_Exercise task A_
Copy the inflection-point thread starting at "how many points" and ending at "is it not? ))", with "second derivative" changed to "2nd derivative" wherever it occurs.

-- BEGIN Passage to read --

Question

how many points of inflection are there for the function y=x+cos(2x) on the interval [0,pi]

Answer 1

Note:
There is a test that determines whether or not your inflection point is actually an inflection or not, but let's leave that for later.

Answer 2

Do you have any problems with finding the second derivative?

Answer 3

(( just making sure, is it calculus, or is it not? ))

Answer 4

yes it's calculus

Answer 5

its a calculator problem

Answer 6

ti-84 calculator problem?

Answer 7

yes

Answer 8

second derivative: -4cos(2x)

Answer 9

Oh, that was very good!

Answer 10

\(\color{#000000 }{ \displaystyle f''(x)=-4\cos(2x) }\)

Answer 11

We have a constraint: \(\color{#000000 }{ \displaystyle x \in [0,\pi] }\)
(i.e. \(\color{#000000 }{ \displaystyle 0 \le x \le\pi }\))

So, set, \(\color{#000000 }{ \displaystyle 0=-4\cos(2x) }\)
And tell me which x-solutions (if any) are within this interval

Answer 12

(I don't recall any ti-calculator-functions that relate to finding infleection points, although we can do it with "normal" calculus)

Answer 13

how do i figure out the root between 0 and pi

Answer 14

for what values of x is -4cos(2x)=0 ?

Answer 15

can you list a couple of first positive values for which cos(x)=0?

Answer 16

Im not sure

-- END Passage to read --
-- BEGIN Task material --

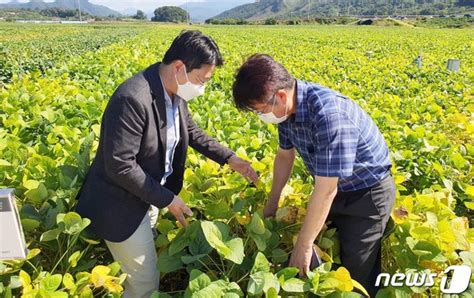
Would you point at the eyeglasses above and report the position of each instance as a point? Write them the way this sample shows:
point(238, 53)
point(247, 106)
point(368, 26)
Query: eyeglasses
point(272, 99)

-- END Task material --
-- BEGIN Task material --

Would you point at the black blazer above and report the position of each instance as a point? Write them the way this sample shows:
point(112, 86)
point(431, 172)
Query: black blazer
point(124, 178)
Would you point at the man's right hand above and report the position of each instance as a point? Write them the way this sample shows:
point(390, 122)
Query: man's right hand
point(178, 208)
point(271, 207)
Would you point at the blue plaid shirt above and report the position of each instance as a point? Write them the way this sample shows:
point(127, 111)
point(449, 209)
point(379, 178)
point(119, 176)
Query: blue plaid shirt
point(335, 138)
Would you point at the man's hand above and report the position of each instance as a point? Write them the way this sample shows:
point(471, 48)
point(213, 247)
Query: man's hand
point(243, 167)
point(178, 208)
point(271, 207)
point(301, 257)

-- END Task material --
-- BEGIN Task material --

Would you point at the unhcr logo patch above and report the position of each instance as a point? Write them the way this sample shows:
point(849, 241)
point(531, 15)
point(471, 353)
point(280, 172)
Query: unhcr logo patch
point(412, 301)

-- END Task material --

_Exercise task B_
From the records, write out word for word the lines starting at the line that contains "Would you point at the eyeglasses" and ending at the line that contains "point(272, 99)".

_Written solution A_
how many points of inflection are there for the function y=x+cos(2x) on the interval [0,pi]

Answer 1

Note:
There is a test that determines whether or not your inflection point is actually an inflection or not, but let's leave that for later.

Answer 2

Do you have any problems with finding the 2nd derivative?

Answer 3

(( just making sure, is it calculus, or is it not? ))

_Written solution B_
Would you point at the eyeglasses above and report the position of each instance as a point? Write them the way this sample shows:
point(238, 53)
point(247, 106)
point(368, 26)
Query: eyeglasses
point(272, 99)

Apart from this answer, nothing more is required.